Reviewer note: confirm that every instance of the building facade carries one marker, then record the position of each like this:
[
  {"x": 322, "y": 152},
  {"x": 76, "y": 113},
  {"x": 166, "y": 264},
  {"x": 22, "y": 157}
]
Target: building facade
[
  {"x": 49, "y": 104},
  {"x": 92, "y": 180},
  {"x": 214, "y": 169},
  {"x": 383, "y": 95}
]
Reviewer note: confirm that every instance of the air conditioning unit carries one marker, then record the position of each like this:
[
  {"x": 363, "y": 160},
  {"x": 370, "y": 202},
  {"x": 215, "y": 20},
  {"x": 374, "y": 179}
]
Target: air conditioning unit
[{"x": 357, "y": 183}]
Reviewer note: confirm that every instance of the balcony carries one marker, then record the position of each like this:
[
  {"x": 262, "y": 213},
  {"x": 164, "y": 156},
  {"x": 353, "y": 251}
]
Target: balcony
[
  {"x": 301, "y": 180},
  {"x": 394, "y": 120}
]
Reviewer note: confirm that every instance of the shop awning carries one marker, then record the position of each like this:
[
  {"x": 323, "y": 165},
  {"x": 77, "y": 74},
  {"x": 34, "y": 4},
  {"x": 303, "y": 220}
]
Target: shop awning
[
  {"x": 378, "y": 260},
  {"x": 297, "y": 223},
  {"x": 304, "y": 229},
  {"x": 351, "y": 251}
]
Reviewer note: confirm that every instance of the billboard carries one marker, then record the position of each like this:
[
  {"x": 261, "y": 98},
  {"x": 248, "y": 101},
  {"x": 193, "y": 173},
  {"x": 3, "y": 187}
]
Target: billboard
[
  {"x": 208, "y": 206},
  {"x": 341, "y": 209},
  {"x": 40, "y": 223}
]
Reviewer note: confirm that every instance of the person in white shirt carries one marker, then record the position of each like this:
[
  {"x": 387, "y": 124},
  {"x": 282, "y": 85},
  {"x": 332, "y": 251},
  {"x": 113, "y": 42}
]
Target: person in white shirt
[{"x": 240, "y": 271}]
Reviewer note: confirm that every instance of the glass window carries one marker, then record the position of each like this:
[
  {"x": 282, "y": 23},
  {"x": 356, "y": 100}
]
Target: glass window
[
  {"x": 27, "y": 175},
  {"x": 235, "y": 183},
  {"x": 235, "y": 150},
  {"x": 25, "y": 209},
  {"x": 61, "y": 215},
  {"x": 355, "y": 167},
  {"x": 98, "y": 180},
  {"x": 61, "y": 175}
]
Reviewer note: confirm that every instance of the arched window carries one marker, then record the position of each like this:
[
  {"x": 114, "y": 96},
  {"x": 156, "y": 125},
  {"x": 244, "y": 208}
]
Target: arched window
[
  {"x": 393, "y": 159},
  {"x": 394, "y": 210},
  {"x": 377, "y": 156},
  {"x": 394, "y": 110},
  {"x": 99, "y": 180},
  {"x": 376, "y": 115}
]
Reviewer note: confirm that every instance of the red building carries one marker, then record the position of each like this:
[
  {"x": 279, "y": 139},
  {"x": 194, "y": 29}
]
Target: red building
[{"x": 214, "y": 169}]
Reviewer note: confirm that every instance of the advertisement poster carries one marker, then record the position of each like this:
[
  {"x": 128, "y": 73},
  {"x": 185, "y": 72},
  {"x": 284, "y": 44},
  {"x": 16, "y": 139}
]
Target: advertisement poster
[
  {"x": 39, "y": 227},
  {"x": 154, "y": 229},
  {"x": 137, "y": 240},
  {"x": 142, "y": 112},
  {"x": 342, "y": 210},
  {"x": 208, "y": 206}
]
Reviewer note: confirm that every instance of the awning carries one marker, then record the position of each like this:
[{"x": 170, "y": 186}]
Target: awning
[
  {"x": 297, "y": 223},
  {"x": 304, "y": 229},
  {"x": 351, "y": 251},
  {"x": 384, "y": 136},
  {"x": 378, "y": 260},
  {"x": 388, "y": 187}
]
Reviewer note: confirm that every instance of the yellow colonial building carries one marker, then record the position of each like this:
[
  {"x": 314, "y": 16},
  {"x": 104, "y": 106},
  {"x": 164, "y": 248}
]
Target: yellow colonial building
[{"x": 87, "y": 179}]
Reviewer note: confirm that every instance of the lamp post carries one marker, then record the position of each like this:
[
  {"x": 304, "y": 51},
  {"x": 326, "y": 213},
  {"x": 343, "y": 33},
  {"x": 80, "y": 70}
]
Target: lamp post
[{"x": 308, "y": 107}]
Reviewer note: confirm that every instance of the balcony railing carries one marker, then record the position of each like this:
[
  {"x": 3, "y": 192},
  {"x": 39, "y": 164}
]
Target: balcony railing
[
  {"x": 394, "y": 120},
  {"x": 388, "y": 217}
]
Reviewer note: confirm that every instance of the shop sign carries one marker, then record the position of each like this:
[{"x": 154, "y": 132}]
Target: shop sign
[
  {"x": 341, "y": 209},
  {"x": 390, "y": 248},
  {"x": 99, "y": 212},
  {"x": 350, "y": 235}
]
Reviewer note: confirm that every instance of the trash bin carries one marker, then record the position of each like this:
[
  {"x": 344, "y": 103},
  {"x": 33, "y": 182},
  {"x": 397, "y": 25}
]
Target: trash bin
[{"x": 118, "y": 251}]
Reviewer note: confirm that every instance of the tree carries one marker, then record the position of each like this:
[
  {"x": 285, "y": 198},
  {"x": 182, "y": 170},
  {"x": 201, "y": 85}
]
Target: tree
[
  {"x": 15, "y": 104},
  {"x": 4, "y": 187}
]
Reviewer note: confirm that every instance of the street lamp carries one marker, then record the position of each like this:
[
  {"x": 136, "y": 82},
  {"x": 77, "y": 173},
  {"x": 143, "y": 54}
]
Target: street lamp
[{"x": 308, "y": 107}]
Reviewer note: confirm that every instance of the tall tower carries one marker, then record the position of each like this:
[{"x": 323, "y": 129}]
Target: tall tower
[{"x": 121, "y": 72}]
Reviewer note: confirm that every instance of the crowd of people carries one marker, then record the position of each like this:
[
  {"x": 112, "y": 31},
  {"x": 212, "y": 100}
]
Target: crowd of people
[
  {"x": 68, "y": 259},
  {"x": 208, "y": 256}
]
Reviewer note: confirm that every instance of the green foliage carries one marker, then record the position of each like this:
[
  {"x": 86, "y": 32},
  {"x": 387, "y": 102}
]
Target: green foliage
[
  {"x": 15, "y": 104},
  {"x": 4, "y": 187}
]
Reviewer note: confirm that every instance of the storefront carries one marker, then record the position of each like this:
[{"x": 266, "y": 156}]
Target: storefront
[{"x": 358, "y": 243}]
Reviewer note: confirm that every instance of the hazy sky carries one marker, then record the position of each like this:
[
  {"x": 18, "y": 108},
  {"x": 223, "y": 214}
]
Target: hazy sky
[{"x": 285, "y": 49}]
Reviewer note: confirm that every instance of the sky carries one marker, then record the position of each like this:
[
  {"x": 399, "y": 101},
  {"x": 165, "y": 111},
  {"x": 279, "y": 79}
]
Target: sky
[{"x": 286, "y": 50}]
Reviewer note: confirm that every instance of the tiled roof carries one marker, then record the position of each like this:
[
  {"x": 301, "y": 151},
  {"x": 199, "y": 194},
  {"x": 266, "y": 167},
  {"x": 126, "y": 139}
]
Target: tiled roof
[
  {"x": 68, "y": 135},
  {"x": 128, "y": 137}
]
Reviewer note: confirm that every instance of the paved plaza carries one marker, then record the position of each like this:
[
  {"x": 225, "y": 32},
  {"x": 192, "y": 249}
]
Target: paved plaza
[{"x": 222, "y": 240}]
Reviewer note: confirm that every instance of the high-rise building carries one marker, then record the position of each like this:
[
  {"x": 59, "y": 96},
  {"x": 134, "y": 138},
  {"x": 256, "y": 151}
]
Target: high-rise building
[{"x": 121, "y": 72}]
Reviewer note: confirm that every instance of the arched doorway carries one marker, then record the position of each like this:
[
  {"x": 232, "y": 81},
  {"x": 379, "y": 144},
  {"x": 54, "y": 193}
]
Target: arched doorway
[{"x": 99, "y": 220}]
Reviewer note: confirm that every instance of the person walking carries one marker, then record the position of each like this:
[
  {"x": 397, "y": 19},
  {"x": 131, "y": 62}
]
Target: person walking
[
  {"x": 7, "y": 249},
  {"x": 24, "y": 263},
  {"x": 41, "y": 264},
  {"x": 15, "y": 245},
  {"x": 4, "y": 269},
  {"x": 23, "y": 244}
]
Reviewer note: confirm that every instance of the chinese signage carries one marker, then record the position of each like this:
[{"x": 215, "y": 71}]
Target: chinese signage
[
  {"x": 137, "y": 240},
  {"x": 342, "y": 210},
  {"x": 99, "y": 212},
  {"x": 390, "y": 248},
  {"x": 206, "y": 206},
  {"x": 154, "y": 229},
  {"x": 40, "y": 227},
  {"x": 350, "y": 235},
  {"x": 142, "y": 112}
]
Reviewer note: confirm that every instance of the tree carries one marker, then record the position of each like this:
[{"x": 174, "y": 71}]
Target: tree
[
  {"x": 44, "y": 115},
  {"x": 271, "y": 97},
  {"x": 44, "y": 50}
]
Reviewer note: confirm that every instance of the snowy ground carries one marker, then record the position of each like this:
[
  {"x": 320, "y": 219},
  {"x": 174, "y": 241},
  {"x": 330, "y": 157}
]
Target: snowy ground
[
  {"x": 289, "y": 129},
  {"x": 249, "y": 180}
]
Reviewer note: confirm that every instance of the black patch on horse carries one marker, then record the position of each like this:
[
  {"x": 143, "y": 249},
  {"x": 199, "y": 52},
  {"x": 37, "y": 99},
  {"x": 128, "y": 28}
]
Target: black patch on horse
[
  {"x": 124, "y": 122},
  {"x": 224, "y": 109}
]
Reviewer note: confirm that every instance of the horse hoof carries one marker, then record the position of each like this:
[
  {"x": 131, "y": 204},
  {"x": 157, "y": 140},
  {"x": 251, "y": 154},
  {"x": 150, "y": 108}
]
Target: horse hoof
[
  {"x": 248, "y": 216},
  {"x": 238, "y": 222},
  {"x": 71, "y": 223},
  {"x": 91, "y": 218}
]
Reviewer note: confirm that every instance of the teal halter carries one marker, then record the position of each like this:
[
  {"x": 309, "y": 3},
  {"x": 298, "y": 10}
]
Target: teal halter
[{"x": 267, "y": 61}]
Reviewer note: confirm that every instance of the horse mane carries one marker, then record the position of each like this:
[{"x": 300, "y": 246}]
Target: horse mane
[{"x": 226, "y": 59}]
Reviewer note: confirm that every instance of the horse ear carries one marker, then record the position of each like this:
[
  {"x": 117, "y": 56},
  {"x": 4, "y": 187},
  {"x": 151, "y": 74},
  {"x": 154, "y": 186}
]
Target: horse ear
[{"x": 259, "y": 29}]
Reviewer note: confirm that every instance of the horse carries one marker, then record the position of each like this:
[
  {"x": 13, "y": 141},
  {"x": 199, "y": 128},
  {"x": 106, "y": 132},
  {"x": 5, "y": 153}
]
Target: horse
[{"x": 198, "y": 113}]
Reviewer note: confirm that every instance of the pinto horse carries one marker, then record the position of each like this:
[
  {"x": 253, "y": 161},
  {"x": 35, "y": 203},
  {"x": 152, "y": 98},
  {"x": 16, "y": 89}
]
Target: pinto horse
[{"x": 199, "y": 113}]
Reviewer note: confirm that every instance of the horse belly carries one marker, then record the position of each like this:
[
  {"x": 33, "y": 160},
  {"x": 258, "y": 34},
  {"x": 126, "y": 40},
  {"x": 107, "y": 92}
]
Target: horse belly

----

> _Exercise prompt_
Send back exactly the lines from the line with "Reviewer note: confirm that every instance of the horse hoof" through the end of the records.

> _Final result_
Reviewer note: confirm that every instance of the horse hoof carries one marker, then record the position of each like this:
[
  {"x": 131, "y": 204},
  {"x": 157, "y": 140},
  {"x": 251, "y": 154},
  {"x": 150, "y": 108}
]
Target: horse hoof
[
  {"x": 248, "y": 216},
  {"x": 238, "y": 222},
  {"x": 71, "y": 223},
  {"x": 91, "y": 218}
]
Reviewer note: confirm that every instance of the teal halter carries one marker, then record the position of each like this:
[
  {"x": 309, "y": 3},
  {"x": 298, "y": 10}
]
Target: teal halter
[{"x": 267, "y": 61}]
Reviewer note: confirm that every instance of the horse mane carries one marker, then record the position of each like this:
[{"x": 300, "y": 246}]
Target: horse mane
[{"x": 226, "y": 59}]
Reviewer note: confirm that every instance of the horse ear carries one marker, then record the position of each like this:
[
  {"x": 117, "y": 56},
  {"x": 4, "y": 187},
  {"x": 151, "y": 74},
  {"x": 154, "y": 186}
]
Target: horse ear
[{"x": 259, "y": 29}]
Reviewer note: confirm that every instance of the horse carries one marker, then record the position of each like this:
[
  {"x": 13, "y": 141},
  {"x": 199, "y": 128},
  {"x": 106, "y": 132},
  {"x": 5, "y": 153}
]
Target: horse
[{"x": 198, "y": 113}]
Reviewer note: confirm that every instance of the pinto horse carries one marker, then record the position of each like this:
[
  {"x": 253, "y": 161},
  {"x": 35, "y": 203},
  {"x": 152, "y": 98},
  {"x": 16, "y": 89}
]
Target: pinto horse
[{"x": 199, "y": 113}]
Reviewer note: confirm that every instance of the horse belly carries one marker, then record the position of each like this:
[
  {"x": 33, "y": 160},
  {"x": 258, "y": 34},
  {"x": 126, "y": 40},
  {"x": 107, "y": 92}
]
Target: horse belly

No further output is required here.